══ Source excerpt
Key Highlights
- XRP is trading near $1.37, consolidating inside tightening Bollinger Bands with the RSI recovering from near-oversold levels.
- The MA Ribbon (20/50/100/200 SMA) remains bearish but is compressing, a setup that historically precedes sharp directional moves.
- Fibonacci extensions from the February low place $1.92 (1.618) and $2.32 (2.618) as upside targets if the recovery structure holds.
- Roughly $50.8 billion in XRP is currently held at a loss, yet whale wallets have been accumulating since December 2025.
XRP’s decline from its January 2026 high of $2.41 to the February 3 capitulation low of $1.27 left the token down more than 47% in barely a month. Since then, it has been grinding sideways between $1.27 and $1.47, a range that is now tightening week by week.
The $2 level is not an arbitrary target. On the Fibonacci extension drawn from the February low ($1.27) to the swing high ($1.67), the 1.618 extension lands at $1.9195 and the 2.618 at $2.3209. The $2 psychological level sits squarely between these two extensions, making it a technically mapped target, not a guess, if the recovery structure plays out.
But the operative word is “if.” Between the current price and $2 lies a ladder of resistance levels that XRP has yet to clear.
Bollinger Bands: The squeeze is real
On the daily XRP/USDT chart (Binance), the Bollinger Bands (20, 2) are narrowing visibly. The upper band sits at $1.4486, the lower at $1.3229, and the midline (20-SMA) at $1.3857.

The price is currently trading below the midline at $1.3662, which keeps the near-term bias slightly bearish. However, the narrowing bandwidth is the key signal here. Bollinger Band squeezes of this magnitude, where price compresses into an increasingly tight range, tend to resolve with sharp directional moves. The longer the squeeze persists, the more forceful the eventual breakout typically is.
The 14-day Relative Strength Index (RSI) reads 43.58, with its moving average at 41.78 trending slightly upward. That is neutral-to-weak but rising, consistent with a market that is stabilizing rather than collapsing.
MA Ribbon: Bearish structure, but cracks are forming
The MA Ribbon (20, 50, 100, 200 SMA) paints a clear picture of the prevailing trend.

All four averages remain stacked above price in bearish alignment:
- 20-SMA: $1.3857
- 50-SMA: $1.5363
- 100-SMA: $1.7747
- 200-SMA: $2.2017
The 200-SMA at $2.20 is particularly relevant; it sits just above the $2 psychological level and closely aligns with the 2.618 Fib extension at $2.32. Any sustained move toward $2 would need to contend with this long-term average, making the $2.00–$2.20 zone a critical confluence area where a recovery would either confirm itself or stall.
The constructive signal is in the compression. The gap between the 20-SMA and the 50-SMA has been narrowing since mid-February. When the short-term averages begin closing the distance to the medium-term ones, it often signals that the downtrend’s momentum is fading, even before a reversal confirms.
Fibonacci: The recovery ladder to $2
The Auto Fib Retracement from the $1.27 low to the $1.67 swing high maps the key levels XRP must navigate:

- $1.36 (0.236) — Current support zone. XRP is sitting right on this level.
════
══ Supplied material
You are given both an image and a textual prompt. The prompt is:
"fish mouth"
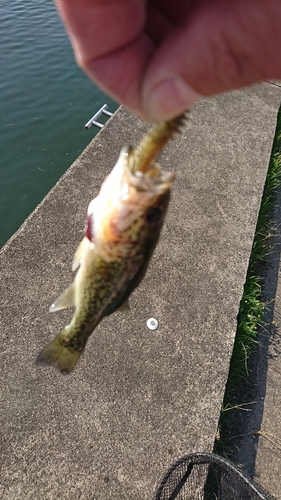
════
Jobs =
1. Reproduce the XRP analysis word for word, everything from "The price is" down to "the prevailing trend.".
2. List every simple moving average that the XRP analysis gives in its bulleted list under the MA Ribbon heading, each with its stated value.

Answers for the tasks =
1.
The price is currently trading below the midline at $1.3662, which keeps the near-term bias slightly bearish. However, the narrowing bandwidth is the key signal here. Bollinger Band squeezes of this magnitude, where price compresses into an increasingly tight range, tend to resolve with sharp directional moves. The longer the squeeze persists, the more forceful the eventual breakout typically is.
The 14-day Relative Strength Index (RSI) reads 43.58, with its moving average at 41.78 trending slightly upward. That is neutral-to-weak but rising, consistent with a market that is stabilizing rather than collapsing.
MA Ribbon: Bearish structure, but cracks are forming
The MA Ribbon (20, 50, 100, 200 SMA) paints a clear picture of the prevailing trend.

2.
- 20-SMA: $1.3857
- 50-SMA: $1.5363
- 100-SMA: $1.7747
- 200-SMA: $2.2017